_DATA SUPPLIED:_
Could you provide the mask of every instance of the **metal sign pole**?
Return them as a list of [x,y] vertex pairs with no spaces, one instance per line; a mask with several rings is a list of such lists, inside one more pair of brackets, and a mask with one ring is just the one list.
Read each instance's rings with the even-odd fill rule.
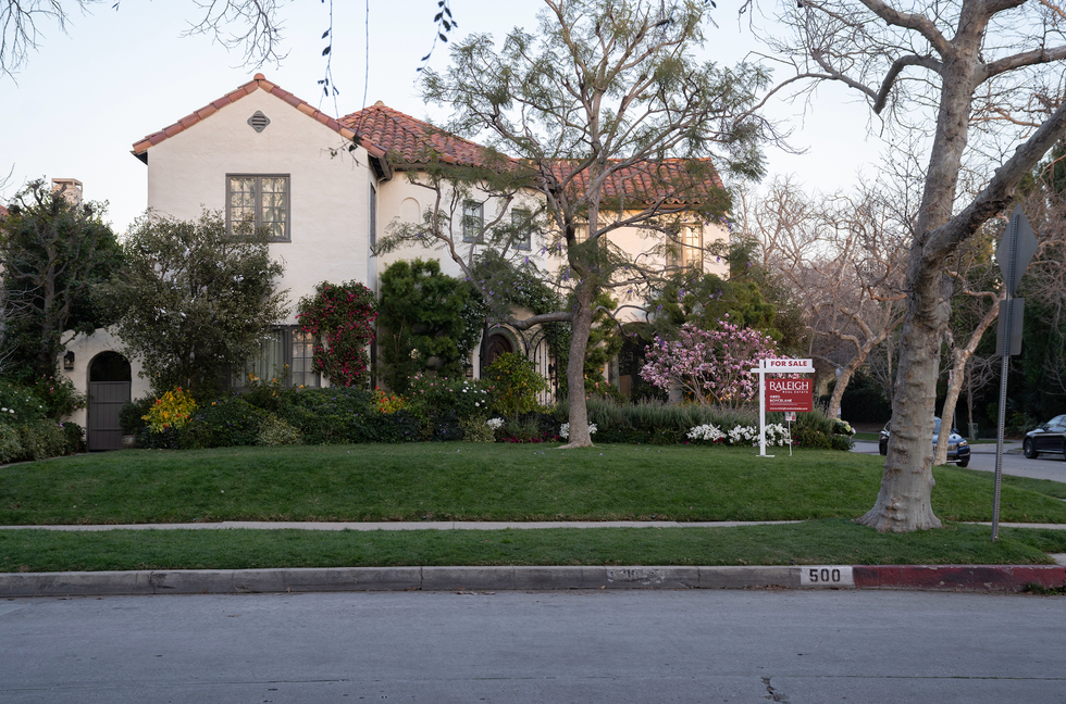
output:
[[[1000,365],[1000,413],[999,425],[995,432],[995,489],[992,494],[992,542],[1000,537],[1000,487],[1003,482],[1003,430],[1007,417],[1007,374],[1011,370],[1011,355],[1018,354],[1021,341],[1020,322],[1022,315],[1022,299],[1015,299],[1018,288],[1018,279],[1029,266],[1029,261],[1037,251],[1037,238],[1033,235],[1032,226],[1021,211],[1021,205],[1014,209],[1011,215],[1011,224],[1007,231],[995,250],[996,263],[1003,273],[1003,281],[1006,286],[1003,301],[1000,303],[1000,324],[1002,334],[1000,335],[997,347],[1003,352],[1003,362]],[[1015,311],[1015,303],[1019,307]],[[1013,338],[1015,330],[1015,318],[1018,327],[1015,341]],[[1015,349],[1017,348],[1017,349]]]

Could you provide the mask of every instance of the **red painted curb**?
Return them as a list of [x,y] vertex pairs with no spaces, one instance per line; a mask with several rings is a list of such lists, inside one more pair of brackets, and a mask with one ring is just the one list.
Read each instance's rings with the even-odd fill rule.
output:
[[857,589],[944,589],[1019,592],[1027,584],[1066,586],[1058,565],[878,565],[852,568]]

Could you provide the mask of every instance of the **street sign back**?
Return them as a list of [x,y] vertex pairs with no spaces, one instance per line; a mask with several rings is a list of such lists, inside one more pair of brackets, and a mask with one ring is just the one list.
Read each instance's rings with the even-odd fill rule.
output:
[[995,250],[995,261],[1003,272],[1003,280],[1007,282],[1008,297],[1014,297],[1017,292],[1018,281],[1036,253],[1037,236],[1033,235],[1026,214],[1021,212],[1021,205],[1018,205],[1011,214],[1011,224]]

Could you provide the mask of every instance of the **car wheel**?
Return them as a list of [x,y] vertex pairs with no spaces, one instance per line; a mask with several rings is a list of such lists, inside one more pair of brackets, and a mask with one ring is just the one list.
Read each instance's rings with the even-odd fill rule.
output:
[[1039,453],[1032,447],[1032,438],[1026,438],[1026,441],[1021,443],[1021,452],[1030,460],[1037,457]]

_WHAT YOU NEED TO DO:_ Return, unchanged, the part of the data that opens with the line containing "Could you provide the mask of every instance of the **car" and closes with the last line of the data, including both of those lines.

_EXERCISE ANSWER:_
Could you provide the mask of every instance of the **car wheel**?
Return them as a list of [x,y] vertex pairs with no spaces, one instance per line; a mask with several rings is a list of such lists, inside one more pair of brackets, and a mask with one ring is just the one list.
Read each instance's rings with the even-odd fill rule.
output:
[[1039,453],[1032,447],[1032,438],[1026,438],[1026,441],[1021,443],[1021,452],[1030,460],[1037,457]]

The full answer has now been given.